* **OBJECTIVE**:
Rescale the listing from its first line through the line containing "[[450, 132]]", copying every line and multiplying by 1.25 only the point coordinates on the line after each "Target" line, rounded to whole numbers with halves going up. Copy the sample coordinates in the other lines and all remaining text unchanged.

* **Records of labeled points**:
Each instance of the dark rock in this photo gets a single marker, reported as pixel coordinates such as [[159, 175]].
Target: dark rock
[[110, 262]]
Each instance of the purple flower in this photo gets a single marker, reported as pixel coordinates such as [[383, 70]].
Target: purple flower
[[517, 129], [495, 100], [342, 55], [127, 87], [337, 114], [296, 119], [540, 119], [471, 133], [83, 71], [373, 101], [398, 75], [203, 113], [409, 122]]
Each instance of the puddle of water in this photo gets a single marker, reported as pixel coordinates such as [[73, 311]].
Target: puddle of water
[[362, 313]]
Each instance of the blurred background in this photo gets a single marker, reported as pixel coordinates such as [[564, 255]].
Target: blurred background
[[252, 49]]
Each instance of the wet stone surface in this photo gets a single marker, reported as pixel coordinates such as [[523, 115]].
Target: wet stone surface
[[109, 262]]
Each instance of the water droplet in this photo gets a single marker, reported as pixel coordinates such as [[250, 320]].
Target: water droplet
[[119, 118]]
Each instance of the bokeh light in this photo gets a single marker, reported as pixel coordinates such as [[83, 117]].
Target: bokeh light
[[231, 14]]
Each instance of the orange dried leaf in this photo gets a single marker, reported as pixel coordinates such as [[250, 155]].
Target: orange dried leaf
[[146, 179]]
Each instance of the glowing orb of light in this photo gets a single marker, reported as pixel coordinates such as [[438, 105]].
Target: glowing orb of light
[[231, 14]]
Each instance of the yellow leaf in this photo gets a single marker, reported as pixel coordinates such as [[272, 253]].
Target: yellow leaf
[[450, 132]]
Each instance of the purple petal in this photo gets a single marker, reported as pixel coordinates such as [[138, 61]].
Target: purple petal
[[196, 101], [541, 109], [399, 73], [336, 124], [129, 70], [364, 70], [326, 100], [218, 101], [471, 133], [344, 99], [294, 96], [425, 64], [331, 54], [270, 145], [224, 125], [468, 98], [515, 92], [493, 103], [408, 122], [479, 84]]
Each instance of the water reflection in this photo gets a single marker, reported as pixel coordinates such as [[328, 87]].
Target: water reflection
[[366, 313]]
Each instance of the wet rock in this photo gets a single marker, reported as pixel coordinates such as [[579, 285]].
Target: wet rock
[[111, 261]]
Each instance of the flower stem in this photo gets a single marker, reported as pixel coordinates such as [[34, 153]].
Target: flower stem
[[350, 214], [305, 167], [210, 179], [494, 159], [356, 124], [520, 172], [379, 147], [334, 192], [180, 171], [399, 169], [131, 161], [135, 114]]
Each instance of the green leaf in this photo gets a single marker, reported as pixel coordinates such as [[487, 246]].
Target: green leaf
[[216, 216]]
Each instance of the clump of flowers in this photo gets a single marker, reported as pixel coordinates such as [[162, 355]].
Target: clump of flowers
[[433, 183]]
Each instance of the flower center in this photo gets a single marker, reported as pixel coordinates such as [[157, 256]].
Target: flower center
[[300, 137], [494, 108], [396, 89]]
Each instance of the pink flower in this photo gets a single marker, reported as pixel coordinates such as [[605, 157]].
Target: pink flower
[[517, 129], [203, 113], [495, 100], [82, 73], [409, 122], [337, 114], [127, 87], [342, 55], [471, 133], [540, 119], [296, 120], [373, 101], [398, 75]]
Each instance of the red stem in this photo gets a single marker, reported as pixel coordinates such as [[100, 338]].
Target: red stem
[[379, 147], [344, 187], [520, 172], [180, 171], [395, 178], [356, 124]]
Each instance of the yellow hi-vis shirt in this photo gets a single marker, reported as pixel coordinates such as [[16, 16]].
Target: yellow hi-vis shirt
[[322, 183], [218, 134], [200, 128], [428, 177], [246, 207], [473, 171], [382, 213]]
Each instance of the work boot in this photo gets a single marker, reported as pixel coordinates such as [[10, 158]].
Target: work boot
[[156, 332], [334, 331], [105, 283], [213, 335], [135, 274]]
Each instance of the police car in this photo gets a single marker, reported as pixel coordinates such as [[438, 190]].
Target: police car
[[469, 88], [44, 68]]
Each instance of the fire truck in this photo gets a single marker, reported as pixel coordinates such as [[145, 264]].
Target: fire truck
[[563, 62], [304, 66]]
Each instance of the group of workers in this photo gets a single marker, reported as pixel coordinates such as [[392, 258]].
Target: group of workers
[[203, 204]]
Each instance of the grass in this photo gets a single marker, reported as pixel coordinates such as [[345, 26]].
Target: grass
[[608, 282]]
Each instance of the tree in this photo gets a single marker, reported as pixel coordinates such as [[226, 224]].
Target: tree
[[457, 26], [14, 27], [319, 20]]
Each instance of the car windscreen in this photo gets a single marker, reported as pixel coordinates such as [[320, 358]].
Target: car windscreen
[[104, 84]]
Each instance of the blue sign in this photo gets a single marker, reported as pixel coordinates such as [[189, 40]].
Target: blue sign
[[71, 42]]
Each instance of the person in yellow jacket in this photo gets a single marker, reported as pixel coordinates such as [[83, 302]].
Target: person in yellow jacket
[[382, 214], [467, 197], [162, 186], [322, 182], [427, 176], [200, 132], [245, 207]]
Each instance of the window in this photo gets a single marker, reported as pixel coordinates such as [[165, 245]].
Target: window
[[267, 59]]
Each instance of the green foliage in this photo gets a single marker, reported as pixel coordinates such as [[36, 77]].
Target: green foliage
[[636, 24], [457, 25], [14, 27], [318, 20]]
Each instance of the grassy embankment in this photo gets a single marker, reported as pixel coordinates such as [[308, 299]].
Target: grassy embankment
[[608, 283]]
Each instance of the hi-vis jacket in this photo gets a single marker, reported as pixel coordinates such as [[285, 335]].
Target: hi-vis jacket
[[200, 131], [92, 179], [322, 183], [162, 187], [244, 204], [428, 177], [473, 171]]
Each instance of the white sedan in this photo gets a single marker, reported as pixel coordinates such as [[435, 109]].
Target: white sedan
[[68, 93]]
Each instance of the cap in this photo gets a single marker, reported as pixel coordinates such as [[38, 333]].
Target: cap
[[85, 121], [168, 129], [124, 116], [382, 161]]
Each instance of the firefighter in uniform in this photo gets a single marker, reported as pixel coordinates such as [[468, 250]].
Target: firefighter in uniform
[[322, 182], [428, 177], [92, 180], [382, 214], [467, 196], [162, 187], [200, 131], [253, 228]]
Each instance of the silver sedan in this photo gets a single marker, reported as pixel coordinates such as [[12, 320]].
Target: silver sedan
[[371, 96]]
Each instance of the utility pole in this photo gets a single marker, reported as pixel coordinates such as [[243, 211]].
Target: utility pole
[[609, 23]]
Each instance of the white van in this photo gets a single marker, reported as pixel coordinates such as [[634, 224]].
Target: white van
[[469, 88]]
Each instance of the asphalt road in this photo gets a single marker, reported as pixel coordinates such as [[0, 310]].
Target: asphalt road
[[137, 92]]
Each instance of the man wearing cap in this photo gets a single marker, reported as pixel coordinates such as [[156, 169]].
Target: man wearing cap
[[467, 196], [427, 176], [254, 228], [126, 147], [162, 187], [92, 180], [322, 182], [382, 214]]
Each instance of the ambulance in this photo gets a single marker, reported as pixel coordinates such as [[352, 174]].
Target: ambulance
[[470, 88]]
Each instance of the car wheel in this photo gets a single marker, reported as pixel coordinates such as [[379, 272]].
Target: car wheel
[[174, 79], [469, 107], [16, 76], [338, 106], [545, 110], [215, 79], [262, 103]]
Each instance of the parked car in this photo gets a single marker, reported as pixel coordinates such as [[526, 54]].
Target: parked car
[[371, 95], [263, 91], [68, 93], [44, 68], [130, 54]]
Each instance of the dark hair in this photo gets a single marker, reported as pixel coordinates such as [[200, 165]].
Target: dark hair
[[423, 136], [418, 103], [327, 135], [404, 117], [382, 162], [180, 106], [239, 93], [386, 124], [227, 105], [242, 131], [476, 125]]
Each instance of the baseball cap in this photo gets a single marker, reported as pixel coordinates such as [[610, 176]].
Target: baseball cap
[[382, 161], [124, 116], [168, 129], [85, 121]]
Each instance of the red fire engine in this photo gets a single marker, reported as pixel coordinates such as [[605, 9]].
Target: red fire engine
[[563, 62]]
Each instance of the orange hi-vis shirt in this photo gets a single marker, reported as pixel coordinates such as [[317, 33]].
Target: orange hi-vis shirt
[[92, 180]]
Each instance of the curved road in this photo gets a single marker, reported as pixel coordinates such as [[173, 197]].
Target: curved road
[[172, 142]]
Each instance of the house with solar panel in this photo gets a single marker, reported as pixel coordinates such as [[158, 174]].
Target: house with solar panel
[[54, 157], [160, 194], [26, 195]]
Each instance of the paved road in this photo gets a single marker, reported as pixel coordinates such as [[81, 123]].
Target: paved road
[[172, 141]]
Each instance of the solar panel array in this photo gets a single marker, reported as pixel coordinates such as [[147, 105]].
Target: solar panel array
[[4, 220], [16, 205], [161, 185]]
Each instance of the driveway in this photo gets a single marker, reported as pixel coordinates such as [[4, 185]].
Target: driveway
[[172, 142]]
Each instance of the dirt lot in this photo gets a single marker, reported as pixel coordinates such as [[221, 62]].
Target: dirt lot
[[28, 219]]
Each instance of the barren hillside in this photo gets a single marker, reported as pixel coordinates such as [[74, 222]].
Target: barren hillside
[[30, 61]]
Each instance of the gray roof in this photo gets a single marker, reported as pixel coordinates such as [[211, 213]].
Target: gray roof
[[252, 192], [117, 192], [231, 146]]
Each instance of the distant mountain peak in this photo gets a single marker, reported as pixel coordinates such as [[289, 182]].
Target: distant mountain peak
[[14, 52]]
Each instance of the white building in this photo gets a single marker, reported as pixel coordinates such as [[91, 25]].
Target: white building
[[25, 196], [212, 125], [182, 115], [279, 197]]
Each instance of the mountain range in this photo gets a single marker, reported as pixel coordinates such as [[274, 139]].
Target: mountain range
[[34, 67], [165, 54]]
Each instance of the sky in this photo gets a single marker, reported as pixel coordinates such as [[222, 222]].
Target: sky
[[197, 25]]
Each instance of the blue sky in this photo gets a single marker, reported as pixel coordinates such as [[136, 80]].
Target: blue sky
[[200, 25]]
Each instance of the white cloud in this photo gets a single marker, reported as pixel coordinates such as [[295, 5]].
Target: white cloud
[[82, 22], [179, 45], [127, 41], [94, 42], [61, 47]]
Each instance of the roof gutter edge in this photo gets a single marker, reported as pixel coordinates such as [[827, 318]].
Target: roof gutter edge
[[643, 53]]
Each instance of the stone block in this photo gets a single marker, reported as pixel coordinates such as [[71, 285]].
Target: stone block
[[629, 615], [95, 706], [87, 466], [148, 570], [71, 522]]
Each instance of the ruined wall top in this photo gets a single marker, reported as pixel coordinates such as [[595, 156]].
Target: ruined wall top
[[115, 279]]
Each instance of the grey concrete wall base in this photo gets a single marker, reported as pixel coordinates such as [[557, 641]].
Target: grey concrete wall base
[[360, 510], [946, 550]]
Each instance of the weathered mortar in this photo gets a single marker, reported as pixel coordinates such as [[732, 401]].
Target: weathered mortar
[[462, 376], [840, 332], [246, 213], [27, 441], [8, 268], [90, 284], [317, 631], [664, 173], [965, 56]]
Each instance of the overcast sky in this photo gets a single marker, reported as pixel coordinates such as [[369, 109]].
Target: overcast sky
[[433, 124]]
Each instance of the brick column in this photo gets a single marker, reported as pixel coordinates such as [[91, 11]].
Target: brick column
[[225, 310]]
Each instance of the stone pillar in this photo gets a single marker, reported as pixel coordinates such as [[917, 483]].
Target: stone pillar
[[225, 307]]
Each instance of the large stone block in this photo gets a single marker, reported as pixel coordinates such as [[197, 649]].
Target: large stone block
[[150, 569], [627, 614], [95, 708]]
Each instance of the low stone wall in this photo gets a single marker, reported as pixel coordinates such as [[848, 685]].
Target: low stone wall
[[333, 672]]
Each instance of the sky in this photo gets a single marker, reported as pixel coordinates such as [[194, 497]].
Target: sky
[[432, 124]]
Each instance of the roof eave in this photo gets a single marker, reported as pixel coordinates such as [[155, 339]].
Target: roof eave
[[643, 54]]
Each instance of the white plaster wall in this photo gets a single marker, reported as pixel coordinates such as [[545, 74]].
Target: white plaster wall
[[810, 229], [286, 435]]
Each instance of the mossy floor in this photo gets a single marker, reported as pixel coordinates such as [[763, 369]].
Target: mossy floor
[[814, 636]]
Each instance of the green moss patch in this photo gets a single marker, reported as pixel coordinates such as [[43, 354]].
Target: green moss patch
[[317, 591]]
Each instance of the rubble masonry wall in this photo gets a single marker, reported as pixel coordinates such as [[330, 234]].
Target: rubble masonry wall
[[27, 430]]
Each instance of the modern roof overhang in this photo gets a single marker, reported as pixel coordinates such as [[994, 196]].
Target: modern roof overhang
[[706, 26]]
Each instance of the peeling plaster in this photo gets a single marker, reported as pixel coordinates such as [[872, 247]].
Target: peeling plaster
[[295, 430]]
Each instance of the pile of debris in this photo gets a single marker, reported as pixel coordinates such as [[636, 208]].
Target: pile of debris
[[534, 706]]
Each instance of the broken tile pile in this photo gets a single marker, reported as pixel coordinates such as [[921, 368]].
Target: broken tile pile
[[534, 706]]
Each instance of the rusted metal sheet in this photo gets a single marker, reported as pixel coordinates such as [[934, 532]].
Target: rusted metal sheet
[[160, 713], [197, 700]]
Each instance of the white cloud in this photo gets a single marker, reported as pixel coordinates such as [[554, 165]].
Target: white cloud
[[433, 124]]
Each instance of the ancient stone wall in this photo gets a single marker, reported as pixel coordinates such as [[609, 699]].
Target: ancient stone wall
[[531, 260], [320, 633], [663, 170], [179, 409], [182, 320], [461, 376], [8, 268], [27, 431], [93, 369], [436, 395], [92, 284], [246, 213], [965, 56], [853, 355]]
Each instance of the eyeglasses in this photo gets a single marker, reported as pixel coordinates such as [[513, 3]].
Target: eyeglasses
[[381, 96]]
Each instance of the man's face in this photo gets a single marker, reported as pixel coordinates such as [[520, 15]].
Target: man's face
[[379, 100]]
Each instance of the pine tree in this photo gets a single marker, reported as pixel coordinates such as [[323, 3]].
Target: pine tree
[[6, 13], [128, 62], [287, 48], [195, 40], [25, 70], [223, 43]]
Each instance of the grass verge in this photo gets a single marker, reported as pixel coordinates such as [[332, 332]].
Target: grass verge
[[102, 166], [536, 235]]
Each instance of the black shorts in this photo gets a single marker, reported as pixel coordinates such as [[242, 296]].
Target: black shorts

* **FULL ANSWER**:
Each instance of the dark rock in this photo gets a single marker, reported as pixel coordinates such as [[159, 175]].
Target: dark rock
[[138, 328]]
Each instance of the purple flower in this photo gets a single marker, reported as pixel coordinates such as [[383, 70]].
Target: purple flower
[[646, 161], [619, 125], [428, 69], [159, 109], [421, 143], [370, 149], [675, 149], [589, 166], [104, 89], [466, 126], [498, 94], [254, 141], [511, 153]]
Each instance of the puddle of water in this photo gets a single marker, reported as pixel coordinates such as [[73, 311]].
Target: puddle of water
[[453, 391]]
Each instance of the blurred background in this photo gets a single marker, reported as pixel coordinates such as [[564, 255]].
Target: blurred background
[[315, 61]]
Each instance of the wet stone surface in this photo gets a single marker, reported as pixel coordinates such as [[523, 115]].
Target: wet stone surface
[[136, 328]]
Each instance of the water droplet in this photo gets a single marker, reported as pixel coordinates such as [[250, 320]].
Target: water droplet
[[149, 148]]
Each instance of the bokeh light in this photo gets a single marker, reported as pixel coordinates such as [[83, 117]].
Target: bokeh light
[[289, 18]]
Each instance of the orange dried leaf in this photo gets a single marker, reported as pixel coordinates such as [[250, 155]].
Target: orange dried leaf
[[183, 224]]
Each instance of the glowing orb of light in this photo gets a single marker, reported as pixel coordinates such as [[438, 105]].
Target: glowing orb of light
[[289, 18]]
Each instance of the yellow leaf in this photo gets a single marker, reported as pixel coordinates such as [[272, 253]].
Target: yellow leaf
[[563, 165]]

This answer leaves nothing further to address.